**Что требуется**
Выведите в виде JSON-списка строковых значений все строки ниже, начиная со строки, содержащей "Target: wooden edge", и до самого конца, включая обе границы. Каждой строке должно соответствовать одно значение, пустые строки опустите.

**Записи контуров**
※ ※ ※

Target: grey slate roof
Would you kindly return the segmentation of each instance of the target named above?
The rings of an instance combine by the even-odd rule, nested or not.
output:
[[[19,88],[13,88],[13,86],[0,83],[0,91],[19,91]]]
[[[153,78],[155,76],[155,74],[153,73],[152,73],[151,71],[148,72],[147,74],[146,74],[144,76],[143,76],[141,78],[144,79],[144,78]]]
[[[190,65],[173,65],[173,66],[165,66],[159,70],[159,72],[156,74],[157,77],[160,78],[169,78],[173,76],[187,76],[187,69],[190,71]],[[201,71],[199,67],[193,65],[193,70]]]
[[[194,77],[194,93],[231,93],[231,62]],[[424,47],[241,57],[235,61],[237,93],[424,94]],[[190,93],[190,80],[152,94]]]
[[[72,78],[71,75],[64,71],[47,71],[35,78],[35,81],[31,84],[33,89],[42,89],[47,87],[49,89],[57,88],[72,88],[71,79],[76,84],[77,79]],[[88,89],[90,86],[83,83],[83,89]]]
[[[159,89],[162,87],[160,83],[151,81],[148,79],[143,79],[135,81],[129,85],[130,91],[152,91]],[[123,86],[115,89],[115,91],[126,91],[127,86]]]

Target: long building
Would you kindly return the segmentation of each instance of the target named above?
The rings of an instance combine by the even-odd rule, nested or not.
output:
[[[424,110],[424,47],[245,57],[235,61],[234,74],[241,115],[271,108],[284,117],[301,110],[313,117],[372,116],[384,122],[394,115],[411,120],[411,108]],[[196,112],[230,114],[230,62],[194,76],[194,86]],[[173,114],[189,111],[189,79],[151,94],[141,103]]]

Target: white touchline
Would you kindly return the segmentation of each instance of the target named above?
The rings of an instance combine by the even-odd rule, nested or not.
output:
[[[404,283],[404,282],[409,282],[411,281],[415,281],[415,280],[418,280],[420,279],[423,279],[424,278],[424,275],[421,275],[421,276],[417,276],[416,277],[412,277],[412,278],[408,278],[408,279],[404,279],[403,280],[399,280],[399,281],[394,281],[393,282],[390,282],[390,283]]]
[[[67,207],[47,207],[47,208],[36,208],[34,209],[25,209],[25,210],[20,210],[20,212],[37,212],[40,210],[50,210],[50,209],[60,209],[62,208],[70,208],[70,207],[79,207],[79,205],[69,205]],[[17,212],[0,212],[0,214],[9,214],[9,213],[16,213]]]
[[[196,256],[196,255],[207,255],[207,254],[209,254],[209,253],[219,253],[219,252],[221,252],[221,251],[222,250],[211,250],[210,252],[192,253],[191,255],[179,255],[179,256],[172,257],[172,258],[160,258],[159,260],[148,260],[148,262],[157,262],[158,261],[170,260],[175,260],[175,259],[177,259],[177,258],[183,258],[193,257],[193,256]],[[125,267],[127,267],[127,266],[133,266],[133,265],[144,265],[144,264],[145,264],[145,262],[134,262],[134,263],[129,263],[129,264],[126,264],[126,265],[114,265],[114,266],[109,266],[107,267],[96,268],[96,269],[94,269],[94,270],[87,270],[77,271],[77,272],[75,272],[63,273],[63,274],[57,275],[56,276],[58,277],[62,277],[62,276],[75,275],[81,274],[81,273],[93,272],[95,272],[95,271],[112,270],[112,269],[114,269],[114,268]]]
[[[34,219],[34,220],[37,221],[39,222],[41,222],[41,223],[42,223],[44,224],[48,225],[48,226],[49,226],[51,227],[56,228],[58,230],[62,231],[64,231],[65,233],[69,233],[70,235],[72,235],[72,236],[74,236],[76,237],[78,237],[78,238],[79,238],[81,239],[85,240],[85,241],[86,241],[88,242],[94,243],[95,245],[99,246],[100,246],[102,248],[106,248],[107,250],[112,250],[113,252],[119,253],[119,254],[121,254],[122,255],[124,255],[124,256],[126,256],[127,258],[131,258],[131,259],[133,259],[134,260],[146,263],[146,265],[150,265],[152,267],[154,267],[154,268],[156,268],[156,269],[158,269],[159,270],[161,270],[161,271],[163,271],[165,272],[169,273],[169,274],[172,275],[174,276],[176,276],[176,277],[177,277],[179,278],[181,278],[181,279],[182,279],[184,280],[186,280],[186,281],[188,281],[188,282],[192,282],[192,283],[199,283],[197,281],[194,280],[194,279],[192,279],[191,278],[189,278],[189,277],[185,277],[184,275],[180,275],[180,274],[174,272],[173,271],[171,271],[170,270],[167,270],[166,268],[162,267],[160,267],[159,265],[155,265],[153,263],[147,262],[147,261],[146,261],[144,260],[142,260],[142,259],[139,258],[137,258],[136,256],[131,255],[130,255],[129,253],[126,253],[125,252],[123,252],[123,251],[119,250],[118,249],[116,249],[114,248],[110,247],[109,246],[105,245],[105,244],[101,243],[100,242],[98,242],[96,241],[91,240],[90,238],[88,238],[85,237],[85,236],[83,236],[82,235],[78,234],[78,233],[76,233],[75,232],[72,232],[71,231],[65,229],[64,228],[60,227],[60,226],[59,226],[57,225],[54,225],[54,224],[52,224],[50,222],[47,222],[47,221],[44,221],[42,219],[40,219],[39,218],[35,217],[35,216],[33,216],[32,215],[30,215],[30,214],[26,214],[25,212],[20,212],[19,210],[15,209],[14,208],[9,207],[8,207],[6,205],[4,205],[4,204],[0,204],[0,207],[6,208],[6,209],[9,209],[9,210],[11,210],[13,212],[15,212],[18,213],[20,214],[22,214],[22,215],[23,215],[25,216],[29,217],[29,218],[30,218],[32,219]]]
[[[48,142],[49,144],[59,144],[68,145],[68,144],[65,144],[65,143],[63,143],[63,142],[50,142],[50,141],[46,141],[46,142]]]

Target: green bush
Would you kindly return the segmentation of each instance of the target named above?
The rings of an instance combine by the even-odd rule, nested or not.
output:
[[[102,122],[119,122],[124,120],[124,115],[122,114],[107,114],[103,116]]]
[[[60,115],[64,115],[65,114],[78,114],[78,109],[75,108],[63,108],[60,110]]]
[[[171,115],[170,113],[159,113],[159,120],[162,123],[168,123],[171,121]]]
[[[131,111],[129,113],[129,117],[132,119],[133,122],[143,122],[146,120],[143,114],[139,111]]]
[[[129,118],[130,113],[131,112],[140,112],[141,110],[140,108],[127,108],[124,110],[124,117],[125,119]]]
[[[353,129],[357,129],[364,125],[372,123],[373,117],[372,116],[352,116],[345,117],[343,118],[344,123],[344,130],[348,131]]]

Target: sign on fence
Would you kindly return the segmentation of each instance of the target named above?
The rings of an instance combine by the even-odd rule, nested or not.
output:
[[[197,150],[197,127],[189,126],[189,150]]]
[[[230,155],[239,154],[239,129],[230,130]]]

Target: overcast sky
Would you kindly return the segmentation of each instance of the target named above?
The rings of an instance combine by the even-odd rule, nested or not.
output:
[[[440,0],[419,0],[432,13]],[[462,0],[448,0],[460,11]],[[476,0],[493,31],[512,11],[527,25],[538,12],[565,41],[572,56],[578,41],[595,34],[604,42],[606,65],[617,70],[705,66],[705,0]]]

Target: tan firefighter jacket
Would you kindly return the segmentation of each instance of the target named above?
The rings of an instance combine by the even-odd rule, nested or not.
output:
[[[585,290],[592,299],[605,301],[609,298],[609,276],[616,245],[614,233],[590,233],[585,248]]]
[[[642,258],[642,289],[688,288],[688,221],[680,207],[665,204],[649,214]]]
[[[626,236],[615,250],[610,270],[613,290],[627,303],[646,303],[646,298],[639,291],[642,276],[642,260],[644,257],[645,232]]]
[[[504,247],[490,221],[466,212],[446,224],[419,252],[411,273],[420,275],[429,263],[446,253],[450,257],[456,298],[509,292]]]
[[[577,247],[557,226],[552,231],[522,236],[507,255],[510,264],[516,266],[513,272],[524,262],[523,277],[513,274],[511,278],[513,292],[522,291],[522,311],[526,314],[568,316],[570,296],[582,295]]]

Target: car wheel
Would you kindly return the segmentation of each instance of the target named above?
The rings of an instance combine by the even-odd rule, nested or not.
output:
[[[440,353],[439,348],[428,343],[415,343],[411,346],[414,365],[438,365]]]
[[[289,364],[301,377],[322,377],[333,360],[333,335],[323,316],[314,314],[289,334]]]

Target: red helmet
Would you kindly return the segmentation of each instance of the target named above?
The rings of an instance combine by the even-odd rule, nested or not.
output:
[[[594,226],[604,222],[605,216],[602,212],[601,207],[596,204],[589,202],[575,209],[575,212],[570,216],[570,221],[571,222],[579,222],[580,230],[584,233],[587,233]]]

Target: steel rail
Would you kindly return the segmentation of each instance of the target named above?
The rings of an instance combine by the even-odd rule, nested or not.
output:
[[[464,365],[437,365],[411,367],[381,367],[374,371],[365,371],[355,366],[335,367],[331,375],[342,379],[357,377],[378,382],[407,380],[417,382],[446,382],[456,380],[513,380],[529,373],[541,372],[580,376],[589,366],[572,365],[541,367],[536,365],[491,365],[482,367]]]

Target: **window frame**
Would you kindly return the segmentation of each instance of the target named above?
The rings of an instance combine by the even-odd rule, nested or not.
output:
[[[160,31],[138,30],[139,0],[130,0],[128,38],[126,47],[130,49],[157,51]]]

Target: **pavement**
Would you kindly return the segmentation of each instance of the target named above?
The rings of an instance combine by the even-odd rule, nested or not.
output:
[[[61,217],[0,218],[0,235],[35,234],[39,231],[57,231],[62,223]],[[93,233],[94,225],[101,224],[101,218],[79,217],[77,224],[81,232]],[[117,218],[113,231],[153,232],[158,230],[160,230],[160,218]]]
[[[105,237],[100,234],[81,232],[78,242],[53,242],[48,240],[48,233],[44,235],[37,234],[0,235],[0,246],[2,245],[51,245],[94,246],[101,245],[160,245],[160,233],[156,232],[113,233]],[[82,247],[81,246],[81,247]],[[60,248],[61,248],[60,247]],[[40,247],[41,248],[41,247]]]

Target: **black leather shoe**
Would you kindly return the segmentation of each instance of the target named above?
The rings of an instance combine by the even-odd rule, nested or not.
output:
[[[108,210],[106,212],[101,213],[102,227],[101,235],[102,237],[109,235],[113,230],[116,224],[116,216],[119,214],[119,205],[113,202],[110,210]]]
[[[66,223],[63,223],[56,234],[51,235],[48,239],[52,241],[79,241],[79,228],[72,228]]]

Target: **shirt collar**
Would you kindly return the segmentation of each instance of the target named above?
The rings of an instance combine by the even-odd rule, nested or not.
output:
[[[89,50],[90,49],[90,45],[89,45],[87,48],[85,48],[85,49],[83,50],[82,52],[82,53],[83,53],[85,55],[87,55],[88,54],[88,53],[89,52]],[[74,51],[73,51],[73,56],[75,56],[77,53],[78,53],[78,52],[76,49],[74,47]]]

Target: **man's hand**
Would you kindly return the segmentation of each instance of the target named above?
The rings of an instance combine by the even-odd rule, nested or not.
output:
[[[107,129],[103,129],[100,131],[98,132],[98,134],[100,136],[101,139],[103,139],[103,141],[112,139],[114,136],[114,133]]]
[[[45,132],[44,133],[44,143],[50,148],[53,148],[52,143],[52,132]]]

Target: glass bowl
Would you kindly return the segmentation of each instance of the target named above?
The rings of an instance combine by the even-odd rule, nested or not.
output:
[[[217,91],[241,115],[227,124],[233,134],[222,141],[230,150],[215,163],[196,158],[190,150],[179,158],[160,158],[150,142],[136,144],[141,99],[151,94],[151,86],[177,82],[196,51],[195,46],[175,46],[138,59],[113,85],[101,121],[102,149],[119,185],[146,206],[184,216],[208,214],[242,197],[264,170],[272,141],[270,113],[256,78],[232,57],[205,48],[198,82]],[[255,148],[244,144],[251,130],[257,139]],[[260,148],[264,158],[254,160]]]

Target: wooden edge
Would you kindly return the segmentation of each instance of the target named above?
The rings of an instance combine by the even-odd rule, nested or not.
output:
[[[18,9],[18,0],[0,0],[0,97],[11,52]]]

※ ※ ※

**Ответ к упражнению**
[
  "Target: wooden edge",
  "Would you kindly return the segmentation of each instance of the target named above?",
  "The rings of an instance combine by the even-odd rule, nested or not.",
  "output:",
  "[[[18,9],[18,0],[0,0],[0,97],[11,52]]]"
]